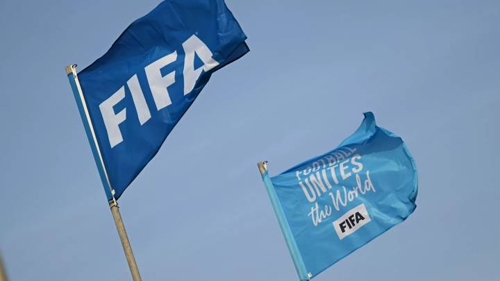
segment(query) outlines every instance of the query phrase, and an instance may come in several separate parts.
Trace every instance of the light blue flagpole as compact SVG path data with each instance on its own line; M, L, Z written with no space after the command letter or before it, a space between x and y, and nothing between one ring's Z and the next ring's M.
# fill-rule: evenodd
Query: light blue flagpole
M295 270L297 270L299 278L301 280L309 280L312 275L310 273L308 273L303 260L302 260L302 256L301 256L299 247L297 247L293 233L292 233L292 230L288 225L288 221L287 221L285 212L281 207L281 203L280 203L271 178L267 173L267 161L260 162L257 163L257 167L258 167L259 171L260 171L264 185L267 191L267 195L269 195L269 199L271 200L271 205L272 205L274 214L276 214L276 218L278 219L280 228L281 228L281 232L285 237L285 241L292 255L292 259L293 260Z
M1 253L0 253L0 281L7 281L7 273L1 259Z
M127 262L128 263L128 267L132 274L132 278L134 281L141 281L140 274L139 273L139 268L137 266L135 258L132 251L132 247L131 246L130 241L128 241L128 237L126 235L125 230L125 225L124 225L123 221L122 220L122 215L119 213L118 208L118 203L115 199L115 190L111 188L111 185L108 178L108 173L106 172L106 166L103 161L102 155L101 154L101 150L97 143L97 139L96 137L95 131L94 130L94 126L92 126L90 116L89 115L88 110L87 108L87 103L85 103L85 97L83 96L83 92L82 92L81 87L80 86L80 82L78 79L78 75L76 74L76 65L71 65L66 67L66 74L67 74L68 79L69 79L69 84L71 85L72 90L73 90L73 94L74 95L75 101L76 101L76 105L78 108L80 112L80 117L83 122L83 126L85 127L85 132L87 133L87 138L88 139L90 148L92 148L92 154L94 155L94 160L97 166L99 176L101 177L101 181L102 182L103 186L104 187L104 192L108 198L110 209L111 210L111 214L112 214L113 219L115 220L115 224L116 225L117 230L118 230L118 235L122 241L122 246L125 252L125 257L126 257ZM1 280L0 280L1 281Z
* * * * * * *
Put each line of the items above into a JSON list of strings, one string per line, with blank lines skipped and the pictures left out.

[
  "segment(query) outlines every instance of the query phrase, and an instance may come in several separate parts.",
  "Trace every instance of the light blue flagpole as compact SVG path data with each instance on its own line; M, L, Z written with no space after the command letter or before it, a space between x and y, and nothing between one ring's Z and the next ring's M.",
  "# fill-rule: evenodd",
  "Query: light blue flagpole",
  "M295 270L297 270L299 278L301 280L309 280L312 275L310 273L308 273L303 260L302 260L302 256L301 256L299 247L297 247L293 233L292 233L292 230L288 225L288 221L287 221L285 212L281 207L281 203L280 203L271 178L267 173L267 161L260 162L257 163L257 167L258 167L259 171L260 171L264 185L267 191L267 195L269 195L269 199L271 200L271 205L272 205L274 214L276 214L276 218L278 219L280 228L281 228L281 232L285 237L285 241L292 255L292 259L293 260Z",
  "M1 253L0 253L0 281L7 281L7 273L1 259Z",
  "M127 262L128 263L128 267L132 274L132 278L134 281L141 281L140 274L139 273L139 268L137 266L135 258L132 251L132 247L131 246L130 241L128 241L128 237L126 235L125 230L125 225L124 225L123 221L122 220L122 215L119 213L118 208L118 203L115 199L115 190L111 188L111 185L108 178L108 173L106 172L106 166L103 161L102 155L101 154L101 150L97 143L97 139L96 137L95 131L94 130L94 126L92 126L90 116L89 115L88 110L87 108L87 103L85 103L85 97L83 96L83 92L82 92L81 87L80 86L80 82L78 79L78 75L76 74L76 65L71 65L66 67L66 74L67 74L68 79L69 79L69 84L71 85L72 90L73 90L73 94L74 95L75 101L76 101L76 105L78 108L80 112L80 117L83 122L83 126L85 127L85 132L87 133L87 138L88 139L90 148L92 148L92 154L94 155L94 160L97 166L99 176L101 177L101 181L102 182L103 186L104 187L104 192L108 198L110 209L111 210L111 214L112 214L113 219L115 220L115 224L116 225L117 230L118 230L118 235L122 241L122 246L125 252L125 257L126 257ZM1 280L0 280L1 281Z"
]